## YOUR TASKS
1. Update the Geoffrey Drain passage between "GEOFFREY DRAIN was" and "militant white-collar worker.", inclusive, by changing "Nalgo" to "NALGO". Write out that updated stretch in full.
2. In the Geoffrey Drain passage, what peak membership did the union reach while he led it?

## PASSAGE TO READ
%%

GEOFFREY DRAIN was general secretary of Nalgo (the National and Local Government Officers' Association) from 1973 to 1983. In the 10 years that he led the largest white-collar union in Britain its membership rose to a peak of 800,000 and was the third largest union in the country with an influence in local and central government that was quite exceptional. Indeed this growth and influence of Nalgo, probably more than any other trade union, reflected the shift of power from the old industrial groupings within the TUC to a new articulateness among salaried and professional workers which in turn began to develop a fresh phenomenon in British trade-unionism - the militant white-collar worker.
But that was not the style of Geoffrey Drain, though he started his political life as an ardent left-winger and in particular a strong supporter of the old Bevanite wing of the Labour Party. In fact, as a one-time Labour councillor in Hampstead and a leading figure in that local party during the late Fifties he tried unsuccessfully to force the expulsion of the late Hugh Gaitskell from the Hampstead party when the Labour leader advocated the toning down of socialist ideology and the abandonment of Clause 4 and nationalisation.

%%

## LISTED ENTRIES
%%

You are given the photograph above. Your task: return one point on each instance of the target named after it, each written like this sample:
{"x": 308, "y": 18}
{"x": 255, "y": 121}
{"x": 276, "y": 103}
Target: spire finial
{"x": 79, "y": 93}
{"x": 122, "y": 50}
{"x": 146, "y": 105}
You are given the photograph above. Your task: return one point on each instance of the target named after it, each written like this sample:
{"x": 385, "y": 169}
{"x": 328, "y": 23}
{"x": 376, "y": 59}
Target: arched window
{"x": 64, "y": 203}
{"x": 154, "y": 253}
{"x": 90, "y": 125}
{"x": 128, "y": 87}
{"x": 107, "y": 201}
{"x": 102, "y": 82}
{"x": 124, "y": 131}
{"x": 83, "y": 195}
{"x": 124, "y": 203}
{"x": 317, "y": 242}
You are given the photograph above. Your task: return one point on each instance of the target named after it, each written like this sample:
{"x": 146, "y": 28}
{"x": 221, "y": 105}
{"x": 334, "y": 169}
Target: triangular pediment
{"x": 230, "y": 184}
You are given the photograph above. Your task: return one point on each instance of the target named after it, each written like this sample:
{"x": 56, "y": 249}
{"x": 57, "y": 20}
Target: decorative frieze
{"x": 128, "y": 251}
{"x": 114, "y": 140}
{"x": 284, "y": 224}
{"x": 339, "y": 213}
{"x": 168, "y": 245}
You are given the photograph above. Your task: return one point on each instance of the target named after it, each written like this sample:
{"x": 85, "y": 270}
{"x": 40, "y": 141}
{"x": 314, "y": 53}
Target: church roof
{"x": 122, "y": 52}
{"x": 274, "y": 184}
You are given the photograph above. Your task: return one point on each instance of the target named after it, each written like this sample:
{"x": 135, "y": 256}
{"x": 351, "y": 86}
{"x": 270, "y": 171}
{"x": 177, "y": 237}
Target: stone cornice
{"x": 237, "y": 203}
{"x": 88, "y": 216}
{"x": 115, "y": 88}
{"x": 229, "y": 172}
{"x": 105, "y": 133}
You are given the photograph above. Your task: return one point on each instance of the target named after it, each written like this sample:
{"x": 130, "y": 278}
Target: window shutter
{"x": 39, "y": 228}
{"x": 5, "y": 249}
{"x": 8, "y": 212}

%%

## TASK-BY-TASK OUTPUTS
1.
GEOFFREY DRAIN was general secretary of NALGO (the National and Local Government Officers' Association) from 1973 to 1983. In the 10 years that he led the largest white-collar union in Britain its membership rose to a peak of 800,000 and was the third largest union in the country with an influence in local and central government that was quite exceptional. Indeed this growth and influence of NALGO, probably more than any other trade union, reflected the shift of power from the old industrial groupings within the TUC to a new articulateness among salaried and professional workers which in turn began to develop a fresh phenomenon in British trade-unionism - the militant white-collar worker.

2. 800,000